◆ Document:

━━━━━━━━━━━━━━━━━━━━

Philadelphia Eagles v New York Giants Photo by Steven Ryan/Getty Images

There are plenty of reasons to fear the Giants, as lousy as they are this year, but there’s only one top reason. That reason is Saquon Barkley.

As good as this Giants receiving corps is—and Odell Beckham Jr., Sterling Shepherd and tight end Evan Engram are all very dangerous—they have a putty-armed junior Manning tossing them the ball. I’m not saying there is no chance that Manning could hurt the Falcons—this is their 2018 defense we’re talking about—but I am suggesting that he is one of the least dangerous quarterbacks Atlanta will face this year. The Giants can also get heat on Matt Ryan, though not to the extent of some other teams Atlanta has played, and their secondary is okay but not great outside of the stellar Landon Collins at safety.

The big question, again, is whether the team can stop Saquon Barkley.

Barkley’s problematic for two reasons. The first is that he is a big, fast, powerful runner, which means a missed tackle or two is going to enable him to pick up massive yardage. The second is that because Manning no longer throws the ball downfield if he can help it, and Barkley’s a plenty capable receiver near the line of scrimmage. If this defense was fully healthy, they might be able to hold Barkley in check, but this is a defense that just was destroyed by James Conner two weeks ago. I’m very worried.

━━━━━━━━━━━━━━━━━━━━

◆ Supplied material:

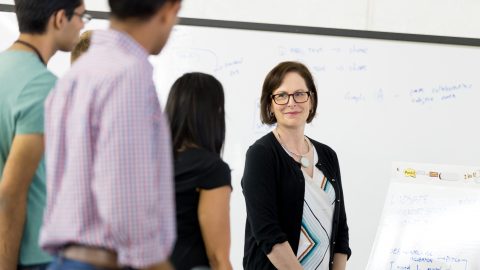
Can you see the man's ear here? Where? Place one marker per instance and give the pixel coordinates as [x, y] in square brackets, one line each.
[59, 19]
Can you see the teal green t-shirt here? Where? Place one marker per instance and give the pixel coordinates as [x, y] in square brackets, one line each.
[24, 84]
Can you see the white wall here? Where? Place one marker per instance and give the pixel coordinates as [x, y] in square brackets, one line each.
[448, 18]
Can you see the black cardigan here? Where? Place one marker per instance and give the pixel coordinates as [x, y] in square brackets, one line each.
[274, 190]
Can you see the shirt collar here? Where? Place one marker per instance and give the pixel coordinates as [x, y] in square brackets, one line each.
[115, 38]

━━━━━━━━━━━━━━━━━━━━

◆ Requirement: Please return everything in the Giants article from "As good as this" down to "Collins at safety.", copied word for word.

◆ Answer to this task:
As good as this Giants receiving corps is—and Odell Beckham Jr., Sterling Shepherd and tight end Evan Engram are all very dangerous—they have a putty-armed junior Manning tossing them the ball. I’m not saying there is no chance that Manning could hurt the Falcons—this is their 2018 defense we’re talking about—but I am suggesting that he is one of the least dangerous quarterbacks Atlanta will face this year. The Giants can also get heat on Matt Ryan, though not to the extent of some other teams Atlanta has played, and their secondary is okay but not great outside of the stellar Landon Collins at safety.